[[ TEXT PROVIDED open ]]

The most striking result is the sheer number of respondents. In our 2020 survey, which reached the same audience, we had 1,239 responses. This year, we had a total of 5,154. After eliminating 1,580 respondents who didn’t complete the survey, we’re left with 3,574 responses—almost three times as many as last year. It’s possible that pandemic-induced boredom led more people to respond, but we doubt it. Whether they’re putting products into production or just kicking the tires, more people are using AI than ever before.
Executive Summary
- We had almost three times as many responses as last year, with similar efforts at promotion. More people are working with AI.
- In the past, company culture has been the most significant barrier to AI adoption. While it’s still an issue, culture has dropped to fourth place.
- This year, the most significant barrier to AI adoption is the lack of skilled people and the difficulty of hiring. That shortage has been predicted for several years; we’re finally seeing it.
- The second-most significant barrier was the availability of quality data. That realization is a sign that the field is growing up.
- The percentage of respondents reporting “mature” practices has been roughly the same for the last few years. That isn’t surprising, given the increase in the number of respondents: we suspect many organizations are just beginning their AI projects.
- The retail industry sector has the highest percentage of mature practices; education has the lowest. But education also had the highest percentage of respondents who were “considering” AI.

[[ TEXT PROVIDED closed ]]
[[ DATA EXTRACT open ]]

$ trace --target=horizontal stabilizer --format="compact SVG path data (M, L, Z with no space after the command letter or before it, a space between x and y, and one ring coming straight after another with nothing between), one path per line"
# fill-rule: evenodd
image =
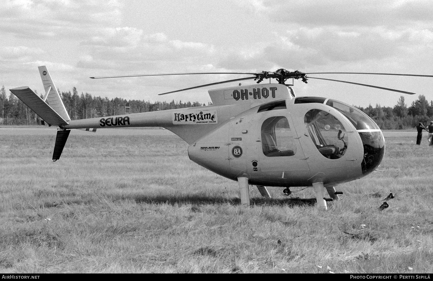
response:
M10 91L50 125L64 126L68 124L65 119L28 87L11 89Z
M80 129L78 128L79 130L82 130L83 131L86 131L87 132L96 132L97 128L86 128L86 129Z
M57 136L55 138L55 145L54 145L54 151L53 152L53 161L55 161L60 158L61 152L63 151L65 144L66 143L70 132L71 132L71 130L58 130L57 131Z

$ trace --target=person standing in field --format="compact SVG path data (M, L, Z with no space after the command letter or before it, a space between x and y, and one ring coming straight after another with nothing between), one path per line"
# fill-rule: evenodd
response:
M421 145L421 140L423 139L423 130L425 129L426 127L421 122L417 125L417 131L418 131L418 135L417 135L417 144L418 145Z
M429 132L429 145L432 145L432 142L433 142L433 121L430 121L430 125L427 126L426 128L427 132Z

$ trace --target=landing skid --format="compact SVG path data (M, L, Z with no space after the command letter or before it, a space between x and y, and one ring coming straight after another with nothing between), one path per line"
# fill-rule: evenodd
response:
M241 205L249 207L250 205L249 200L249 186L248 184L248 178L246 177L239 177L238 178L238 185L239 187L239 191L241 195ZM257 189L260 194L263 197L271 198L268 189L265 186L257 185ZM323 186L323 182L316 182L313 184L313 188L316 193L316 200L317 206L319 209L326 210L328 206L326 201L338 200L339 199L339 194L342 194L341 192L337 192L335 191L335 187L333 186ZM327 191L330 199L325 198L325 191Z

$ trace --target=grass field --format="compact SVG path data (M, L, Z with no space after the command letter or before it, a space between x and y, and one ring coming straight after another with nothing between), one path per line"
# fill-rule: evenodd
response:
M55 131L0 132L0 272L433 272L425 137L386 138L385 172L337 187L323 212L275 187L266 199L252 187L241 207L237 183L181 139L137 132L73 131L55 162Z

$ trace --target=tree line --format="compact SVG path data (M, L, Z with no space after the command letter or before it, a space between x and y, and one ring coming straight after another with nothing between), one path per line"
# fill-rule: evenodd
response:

[[ DATA EXTRACT closed ]]

ASSIGNMENT 1: Copy the AI adoption survey text from "- The percentage" to "their AI projects.".
ASSIGNMENT 2: Carry on the AI adoption survey text from the point where it stops.

EXPECTED OUTPUT 1:
- The percentage of respondents reporting “mature” practices has been roughly the same for the last few years. That isn’t surprising, given the increase in the number of respondents: we suspect many organizations are just beginning their AI projects.

EXPECTED OUTPUT 2:
- Relatively few respondents are using version control for data and models. Tools for versioning data and models are still immature, but they’re critical for making AI results reproducible and reliable.
Respondents
Of the 3,574 respondents who completed this year’s survey, 3,099 were working with AI in some way: considering it, evaluating it, or putting products into production. Of these respondents, it’s not a surprise that the largest number are based in the United States (39%) and that roughly half were from North America (47%). India had the second-most respondents (7%), while Asia (including India) had 16% of the total. Australia and New Zealand accounted for 3% of the total, giving the Asia-Pacific (APAC) region 19%. A little over a quarter (26%) of respondents were from Europe, led by Germany (4%). 7% of the respondents were from South America, and 2% were from Africa. Except for Antarctica, there were no continents with zero respondents, and a total of 111 countries were represented. These results that interest and use of AI is worldwide and growing.
This year’s results match last year’s data well. But it’s equally important to notice what the data doesn’t say. Only 0.2% of the respondents said they were from China. That clearly doesn’t reflect reality; China is a leader in AI and probably has more AI developers than any other nation, including the US. Likewise, 1% of the respondents were from Russia. Purely as a guess, we suspect that the number of AI developers in Russia is slightly smaller than the number in the US. These anomalies say much more about who the survey reached (subscribers to O’Reilly’s newsletters) than they say about the actual number of AI developers in Russia and China.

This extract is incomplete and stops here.